> _Material for the task_

· · · · ·

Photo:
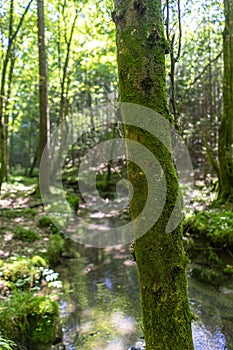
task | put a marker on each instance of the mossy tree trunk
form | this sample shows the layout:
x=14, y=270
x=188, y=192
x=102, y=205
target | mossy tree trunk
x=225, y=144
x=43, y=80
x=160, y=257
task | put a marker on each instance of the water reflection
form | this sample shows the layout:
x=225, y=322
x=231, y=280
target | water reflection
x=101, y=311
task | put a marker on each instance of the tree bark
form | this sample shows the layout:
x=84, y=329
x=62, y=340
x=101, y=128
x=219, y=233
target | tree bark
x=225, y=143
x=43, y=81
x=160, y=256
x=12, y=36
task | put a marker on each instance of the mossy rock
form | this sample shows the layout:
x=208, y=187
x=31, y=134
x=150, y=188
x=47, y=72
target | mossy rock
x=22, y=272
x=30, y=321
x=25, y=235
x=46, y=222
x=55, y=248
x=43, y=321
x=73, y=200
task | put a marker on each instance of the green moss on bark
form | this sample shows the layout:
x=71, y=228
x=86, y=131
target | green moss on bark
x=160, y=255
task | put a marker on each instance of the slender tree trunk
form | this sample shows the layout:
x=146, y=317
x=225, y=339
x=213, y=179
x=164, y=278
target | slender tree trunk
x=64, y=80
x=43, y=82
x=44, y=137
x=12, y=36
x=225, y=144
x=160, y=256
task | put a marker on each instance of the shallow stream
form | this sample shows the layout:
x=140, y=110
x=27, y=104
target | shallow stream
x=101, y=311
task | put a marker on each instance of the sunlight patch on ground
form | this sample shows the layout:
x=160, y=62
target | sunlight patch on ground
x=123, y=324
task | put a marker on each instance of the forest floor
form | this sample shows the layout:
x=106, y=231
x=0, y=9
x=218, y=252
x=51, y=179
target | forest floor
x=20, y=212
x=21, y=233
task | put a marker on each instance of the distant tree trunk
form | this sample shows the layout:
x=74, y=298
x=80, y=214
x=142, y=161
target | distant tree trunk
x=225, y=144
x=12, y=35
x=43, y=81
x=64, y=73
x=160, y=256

· · · · ·

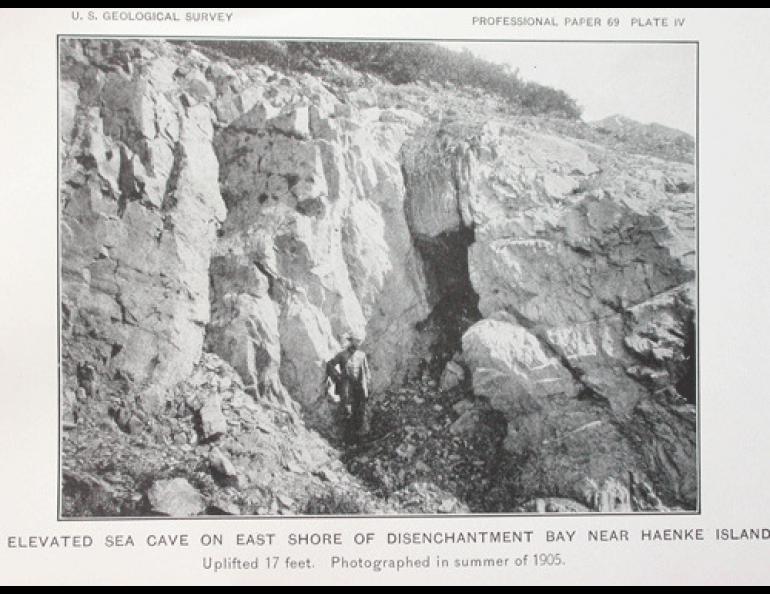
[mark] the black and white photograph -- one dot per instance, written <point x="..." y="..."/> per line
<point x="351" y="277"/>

· · · · ·

Copy out everything in the listing from the line containing "task | put a marker on each instance of the forest" down to the line containing "x=21, y=233", switching "forest floor" to "leaf litter" and leaving everything else unchanged. Return only those lines.

task | put a marker on each instance of the leaf litter
form | this sample shows the layout:
x=106, y=231
x=0, y=9
x=218, y=252
x=51, y=179
target | leaf litter
x=20, y=212
x=21, y=233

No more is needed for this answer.